Exercise materials:
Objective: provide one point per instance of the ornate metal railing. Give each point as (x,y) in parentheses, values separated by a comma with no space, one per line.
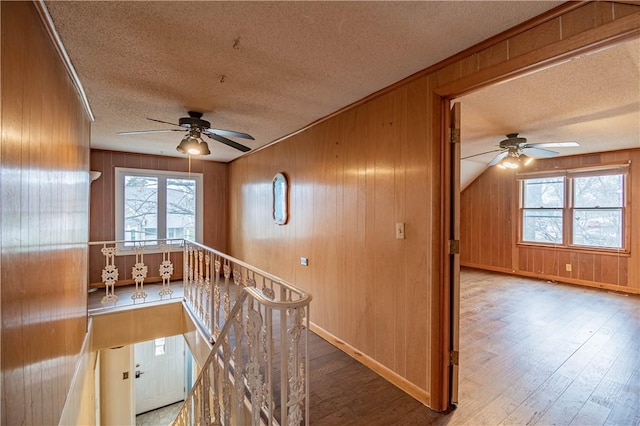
(258,370)
(122,263)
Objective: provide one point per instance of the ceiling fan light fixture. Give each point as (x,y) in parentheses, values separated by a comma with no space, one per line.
(193,144)
(510,162)
(204,148)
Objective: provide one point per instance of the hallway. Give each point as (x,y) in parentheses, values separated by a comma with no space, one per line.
(531,352)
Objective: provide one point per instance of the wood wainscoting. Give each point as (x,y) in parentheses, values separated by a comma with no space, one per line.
(356,173)
(489,209)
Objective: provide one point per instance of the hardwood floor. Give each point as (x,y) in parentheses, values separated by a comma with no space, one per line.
(531,352)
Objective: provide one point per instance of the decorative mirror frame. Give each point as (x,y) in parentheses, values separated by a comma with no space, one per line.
(280,194)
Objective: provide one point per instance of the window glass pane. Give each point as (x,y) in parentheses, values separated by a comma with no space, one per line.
(598,191)
(140,208)
(542,225)
(597,227)
(181,208)
(544,192)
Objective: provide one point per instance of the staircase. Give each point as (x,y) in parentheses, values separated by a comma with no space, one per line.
(257,371)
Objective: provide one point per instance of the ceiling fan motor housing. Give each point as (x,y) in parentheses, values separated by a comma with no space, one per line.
(512,141)
(194,123)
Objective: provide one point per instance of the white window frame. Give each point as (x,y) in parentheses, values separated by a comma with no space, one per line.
(568,207)
(162,176)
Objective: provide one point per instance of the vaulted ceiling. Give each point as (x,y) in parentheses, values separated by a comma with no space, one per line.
(271,68)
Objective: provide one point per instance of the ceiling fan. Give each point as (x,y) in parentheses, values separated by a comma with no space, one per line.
(192,143)
(515,151)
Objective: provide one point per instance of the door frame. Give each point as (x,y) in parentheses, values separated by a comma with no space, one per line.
(603,36)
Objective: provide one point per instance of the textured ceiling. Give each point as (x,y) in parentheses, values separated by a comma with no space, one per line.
(264,68)
(593,100)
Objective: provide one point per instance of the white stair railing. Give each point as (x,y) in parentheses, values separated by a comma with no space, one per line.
(257,372)
(123,264)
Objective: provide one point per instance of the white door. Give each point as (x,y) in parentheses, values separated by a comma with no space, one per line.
(159,373)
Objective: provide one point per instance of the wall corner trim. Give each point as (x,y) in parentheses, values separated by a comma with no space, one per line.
(57,42)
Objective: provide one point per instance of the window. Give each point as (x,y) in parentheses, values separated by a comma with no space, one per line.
(153,205)
(578,208)
(597,210)
(543,201)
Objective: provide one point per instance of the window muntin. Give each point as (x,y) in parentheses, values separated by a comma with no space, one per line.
(154,205)
(140,208)
(598,203)
(543,200)
(583,208)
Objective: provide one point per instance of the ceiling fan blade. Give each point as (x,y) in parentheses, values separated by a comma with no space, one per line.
(498,158)
(229,133)
(552,145)
(482,153)
(228,142)
(538,152)
(140,132)
(164,122)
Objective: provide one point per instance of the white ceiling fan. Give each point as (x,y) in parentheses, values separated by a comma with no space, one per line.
(515,151)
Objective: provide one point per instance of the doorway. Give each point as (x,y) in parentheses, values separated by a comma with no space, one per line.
(159,373)
(576,119)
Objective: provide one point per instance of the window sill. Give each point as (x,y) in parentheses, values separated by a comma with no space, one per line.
(579,249)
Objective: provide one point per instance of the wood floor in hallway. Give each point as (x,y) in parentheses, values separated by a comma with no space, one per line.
(531,352)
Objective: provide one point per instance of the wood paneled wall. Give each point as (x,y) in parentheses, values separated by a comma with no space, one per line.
(44,189)
(489,230)
(356,174)
(215,193)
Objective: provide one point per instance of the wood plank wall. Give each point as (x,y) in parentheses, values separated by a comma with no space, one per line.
(357,173)
(489,225)
(44,188)
(102,215)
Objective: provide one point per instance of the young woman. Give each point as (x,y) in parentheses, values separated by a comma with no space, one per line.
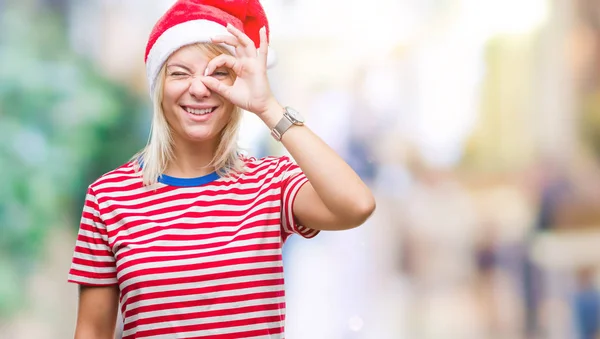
(187,237)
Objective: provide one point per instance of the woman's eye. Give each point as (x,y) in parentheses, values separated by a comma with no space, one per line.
(220,74)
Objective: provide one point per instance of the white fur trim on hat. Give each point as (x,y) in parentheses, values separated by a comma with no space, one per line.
(184,34)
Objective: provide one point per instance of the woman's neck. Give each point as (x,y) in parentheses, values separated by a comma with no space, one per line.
(191,160)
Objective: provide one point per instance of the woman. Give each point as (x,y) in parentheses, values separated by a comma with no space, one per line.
(187,236)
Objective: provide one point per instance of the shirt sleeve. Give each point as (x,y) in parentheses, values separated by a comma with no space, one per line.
(292,179)
(93,262)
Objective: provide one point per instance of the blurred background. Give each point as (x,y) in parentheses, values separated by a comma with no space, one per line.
(476,123)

Task description: Print all entries exactly. The images do not belong in the copy.

Result of this task:
Objective: provide one point per instance of the ornate metal railing. Give each point as (x,y) in parentheses, values separated by a comma with no space, one per line.
(258,370)
(122,263)
Objective: provide one point per instance of the ceiling fan light fixture. Give each point as (x,y) in parentheses, values separated by a comma with no space, one per line.
(193,144)
(510,162)
(204,148)
Objective: provide one point per instance of the hallway. Give each point as (x,y) in parentheses, values separated by a comma with no space, one per line.
(531,352)
Objective: provide one point per instance of the wood wainscoting. Give each point as (x,y) in parentheses, values separated by a comma with no space, one per line.
(356,173)
(489,209)
Objective: provide one point per instance of the hardwood floor. Give each point as (x,y) in parentheses, values separated by a comma with no space, one per line.
(531,352)
Objective: provide one point per instance of the decorative mirror frame. Give each point as (x,y) in parentheses, values separated by a comma with no space, one per line.
(280,194)
Objective: provide one point per instance of the window glass pane. Give each point as (x,y) in parentheses, values separated by a comma with no space, one per line.
(598,191)
(140,208)
(542,225)
(597,227)
(181,208)
(544,192)
Objective: provide one point per instance of the staircase. Give each point as (x,y) in parentheses, values separated by a comma with no space, one per line.
(257,371)
Objective: provide one point per instance of the ceiling fan motor housing. Give each point as (x,y) in parentheses, values separated by a comma with no space, one per line.
(512,141)
(194,123)
Objective: provide one point per instance of the white window frame. Give each point as (x,y) in parentheses, values separated by a comma with no space, one per line.
(568,207)
(162,176)
Objective: provide one point per instance of the vaulted ceiling. Give each point as (x,y) in parentheses, values separated by a comma with no space, one per line.
(271,68)
Objective: provide one point per instance of the ceiling fan. Give each point as (x,y) in parentheses, values separated by a comma with no space, one per line.
(192,143)
(515,151)
Objective: provide one point per instance of the door frame. Give each point as (x,y) in parentheses, values separated by a comma with no space, one per line.
(603,36)
Objective: provide one point per instance of the textured ceiling. Give each point as (x,y) in parentheses, values separated by a comma with no space, one per line.
(264,68)
(593,100)
Objective: provide one point per instance of the white stair railing. Give each point as (x,y) in parentheses, values separated by a comma with no space, one per line.
(257,372)
(123,264)
Objective: provide one point per instance of the white door. Give each point as (x,y) in parentheses, values separated by a comma with no space, one per line.
(159,373)
Objective: provide one point per instance of the wall corner trim. Give each point as (x,y) in parentheses, values separated by a comma with no space, one per line.
(57,42)
Objective: provide one point per instance of the window. Give each point as (x,y) in parentheses, values separated by a comma with no space, one per line.
(153,205)
(578,208)
(597,210)
(543,201)
Objective: provide one point per instance of the window muntin. Give each point as (x,y) in parentheses, values separated by a comma with no space, one per line.
(154,205)
(140,208)
(598,203)
(543,200)
(583,208)
Objective: provide one point per instance of the ceiling fan blade. Give each point as (x,y) in parentheses, values separated by a comma with no space, one per line.
(498,158)
(229,133)
(552,145)
(482,153)
(228,142)
(538,152)
(140,132)
(164,122)
Objective: provide one point per instance of the white ceiling fan. Give each point as (x,y) in parentheses, values separated by a comma with no space, one per line.
(515,151)
Objective: provide one point per instance of the doorway. Give each point as (x,y) in parentheses, values separated by a comma with no space, one per line.
(159,373)
(576,119)
Objective: provide one point per instance of the window sill. Give each point as (x,y) in parentheses, values separated by a comma with no space, one per line.
(579,249)
Objective: provide one point per instance of the wood floor in hallway. Give each point as (x,y) in parentheses, values separated by a comma with no space, one per line.
(531,352)
Objective: provide one point per instance of the wood paneled wall. Give each point as (x,y) in parentheses, values separated by a comma with no space, one per line.
(44,189)
(489,230)
(356,174)
(215,193)
Objective: provide one point per instance of the wood plank wall. Give each point as (x,y) in parentheses, values separated by a comma with no space, one per line.
(357,173)
(489,225)
(44,188)
(102,215)
Objective: provide one point per instance of the young woman. Give each point as (x,y) in parentheses, values separated by a comma with no space, one per line.
(187,237)
Objective: provide one point per instance of the woman's eye. Give each point as (x,y) in parentheses, values separated by a comma with no space, one per line.
(220,74)
Objective: provide one point per instance of the white fur trim on hat. Give each point as (x,y) in parentheses, values separated by a comma with no space, one per line.
(184,34)
Objective: provide one point per instance of the woman's neck. Give each point as (x,y) in parentheses, values separated by a comma with no space, one per line.
(191,160)
Objective: provide one point per instance of the woman. Give each point as (x,y) in parentheses, values separated by a comma with no space, one per line.
(187,236)
Objective: provide one point per instance of the shirt sleeve. Give each point as (x,y) in parentheses, values separated by a comma with no space, one per line.
(292,179)
(93,262)
Objective: provide one point per instance of the blurred background. Give each point as (x,y) in parentheses, values separated by a comma with no space, one per line.
(476,123)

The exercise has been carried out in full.